▸ WHAT THE EXERCISE ASKS
Retype each entry below, keeping every character the same.

(Pointing and labeling entries)
★ ★ ★ ★
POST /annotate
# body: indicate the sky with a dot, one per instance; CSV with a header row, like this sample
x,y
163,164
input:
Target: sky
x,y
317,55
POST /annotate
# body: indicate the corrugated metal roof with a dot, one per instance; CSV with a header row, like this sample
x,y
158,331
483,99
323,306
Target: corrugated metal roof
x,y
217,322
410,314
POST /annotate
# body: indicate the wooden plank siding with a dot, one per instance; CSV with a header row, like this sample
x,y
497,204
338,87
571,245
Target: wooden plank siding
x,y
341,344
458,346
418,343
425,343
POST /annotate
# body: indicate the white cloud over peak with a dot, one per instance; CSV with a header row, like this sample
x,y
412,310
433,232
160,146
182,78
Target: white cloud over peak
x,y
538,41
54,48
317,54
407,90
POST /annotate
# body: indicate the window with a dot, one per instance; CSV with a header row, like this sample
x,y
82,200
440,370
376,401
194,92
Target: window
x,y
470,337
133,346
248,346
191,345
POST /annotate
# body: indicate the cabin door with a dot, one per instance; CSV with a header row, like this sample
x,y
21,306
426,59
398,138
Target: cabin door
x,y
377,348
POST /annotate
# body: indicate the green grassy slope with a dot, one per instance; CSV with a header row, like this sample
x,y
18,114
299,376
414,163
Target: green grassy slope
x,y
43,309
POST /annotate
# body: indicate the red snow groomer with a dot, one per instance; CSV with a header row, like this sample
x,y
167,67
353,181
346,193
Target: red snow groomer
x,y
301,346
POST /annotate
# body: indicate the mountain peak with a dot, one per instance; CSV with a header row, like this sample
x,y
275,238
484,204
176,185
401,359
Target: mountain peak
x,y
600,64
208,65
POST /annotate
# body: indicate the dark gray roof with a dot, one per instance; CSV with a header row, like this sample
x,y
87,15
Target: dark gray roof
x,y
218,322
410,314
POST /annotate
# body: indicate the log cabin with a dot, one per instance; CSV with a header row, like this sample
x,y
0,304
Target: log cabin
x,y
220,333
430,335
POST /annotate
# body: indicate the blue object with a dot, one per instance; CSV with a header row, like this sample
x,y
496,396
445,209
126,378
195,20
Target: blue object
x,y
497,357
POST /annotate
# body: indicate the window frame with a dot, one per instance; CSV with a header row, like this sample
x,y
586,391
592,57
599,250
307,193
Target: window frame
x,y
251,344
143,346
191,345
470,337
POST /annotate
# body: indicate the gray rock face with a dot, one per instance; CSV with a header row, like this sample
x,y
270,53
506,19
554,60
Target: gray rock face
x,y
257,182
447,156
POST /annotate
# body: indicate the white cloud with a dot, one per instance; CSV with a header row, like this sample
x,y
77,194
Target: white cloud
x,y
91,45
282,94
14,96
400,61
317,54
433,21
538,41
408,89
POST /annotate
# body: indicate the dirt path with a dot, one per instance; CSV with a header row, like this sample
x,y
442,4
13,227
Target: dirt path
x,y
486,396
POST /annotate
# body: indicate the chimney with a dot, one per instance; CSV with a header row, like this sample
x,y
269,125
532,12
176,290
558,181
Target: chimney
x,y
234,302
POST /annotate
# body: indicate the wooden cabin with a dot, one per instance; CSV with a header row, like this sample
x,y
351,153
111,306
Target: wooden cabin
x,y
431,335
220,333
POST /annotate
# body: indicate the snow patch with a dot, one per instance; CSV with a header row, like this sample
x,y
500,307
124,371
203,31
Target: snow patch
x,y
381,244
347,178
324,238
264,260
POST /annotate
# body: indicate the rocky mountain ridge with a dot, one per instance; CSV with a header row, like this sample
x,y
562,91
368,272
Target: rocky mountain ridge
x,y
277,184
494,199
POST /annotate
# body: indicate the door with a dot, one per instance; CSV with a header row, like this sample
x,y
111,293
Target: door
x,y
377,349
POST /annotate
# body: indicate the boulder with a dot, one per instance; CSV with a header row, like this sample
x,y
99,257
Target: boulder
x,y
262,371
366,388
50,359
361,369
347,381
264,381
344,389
★ ★ ★ ★
▸ WRITTEN SOLUTION
POST /annotate
# body: indicate the sky with a dot, one per instance; CSV with a header row, like this sample
x,y
163,164
input:
Target: sky
x,y
317,55
POST /annotate
# body: indicate the corrugated metal roof with a dot, one per instance; CSV with a header row, like this sample
x,y
158,331
483,99
323,306
Target: corrugated metal roof
x,y
217,322
410,314
POST /annotate
# body: indicate the wooden plank siding with a dot, one per instance; CSV with a header row, like this sample
x,y
497,204
338,87
571,245
Target: wooden plank siding
x,y
341,344
458,346
418,343
425,343
POST /annotate
# body: indicate the white cloud over peak with a dot, one per instance; CSV with a header row, like this sample
x,y
412,310
433,232
160,146
182,78
Target: white cloud over peak
x,y
538,41
54,48
317,54
407,90
POST /annotate
# body: indicate the window with a dot, one per instance; CSV with a header row, like this sample
x,y
82,200
440,370
376,401
194,92
Target: window
x,y
470,337
133,346
248,346
191,345
POST /annotate
# body: indicate the cabin door with a dot, one per instance; CSV with a header row, like this sample
x,y
21,306
426,59
398,138
Target: cabin door
x,y
377,348
POST /annotate
# body: indicate the green grassy slope with a dot, one per instance; CSV with a header row, like this sample
x,y
18,114
299,376
414,163
Target: green grassy slope
x,y
43,309
POST /annotate
# body: indicate the red snow groomer with a dot, one per instance; CSV with a header row, like this sample
x,y
167,67
353,181
346,193
Target: red snow groomer
x,y
301,346
POST /annotate
# body: indicate the mountain peak with a dot, one per instance; CSV with a header row, like this sample
x,y
275,238
484,204
176,185
401,359
Target: mountain peak
x,y
600,64
208,65
POST /annotate
# body: indicate the dark gray roof with a dot, one per instance; CSV with a header row, like this sample
x,y
87,15
Target: dark gray roof
x,y
218,322
410,314
POST /annotate
# body: indicate the log cabin with a dot, one per instance; CSV with a header row, like this sample
x,y
0,304
Target: log cabin
x,y
220,333
430,335
POST /annotate
# body: indicate the blue object with a dot, one per instance; CSV with a header row, like this sample
x,y
496,396
445,209
126,378
195,20
Target: blue object
x,y
497,357
POST /annotate
# body: indicate the window frame with a dot, one per instance; CSV with a header row, like this sample
x,y
586,391
592,57
599,250
307,193
Target: window frame
x,y
251,344
143,346
191,345
470,337
POST /annotate
# body: indicate the gray rock face with a dot, one per instance; CSV with a header row, like this sample
x,y
270,53
506,19
554,60
Target: gray rock face
x,y
257,182
447,156
POST /annotate
# body: indicate the white cloud with a dot, one per instance; CSV with a header row, like this sample
x,y
77,194
Target: white cloud
x,y
91,45
282,94
14,96
400,61
317,54
433,21
538,41
408,89
POST /annotate
# body: indicate the dirt path with a dot, one per instance; CSV with a header row, like this sample
x,y
442,4
13,227
Target: dirt path
x,y
486,396
POST /annotate
# body: indicate the chimney with a dot, one per instance; CSV with a header row, like this sample
x,y
269,125
532,12
176,290
558,181
Target: chimney
x,y
234,302
POST /annotate
# body: indicate the wooden cabin with a dot, one per instance; CSV with a header row, like this sample
x,y
351,153
111,306
Target: wooden cabin
x,y
431,335
220,333
POST /annotate
# body: indicate the snow patch with a dot, one per instance; CSV with a header row, like this sample
x,y
500,307
124,371
203,31
Target: snow patch
x,y
381,244
347,178
324,238
264,260
POST /annotate
# body: indicate the rocky mountain ridge with a dot, one per instance; CSV with a header row, like this sample
x,y
562,91
368,272
Target: rocky mountain ridge
x,y
277,184
494,199
POST /annotate
# body: indicate the door with a dot, one per instance; CSV with a header row, like this sample
x,y
111,293
Target: door
x,y
377,349
POST /annotate
# body: indicate the boulder with a dot, one per instance; CSV with a header row, like this sample
x,y
99,257
Target: boulder
x,y
262,371
366,388
50,359
361,369
347,381
264,381
344,389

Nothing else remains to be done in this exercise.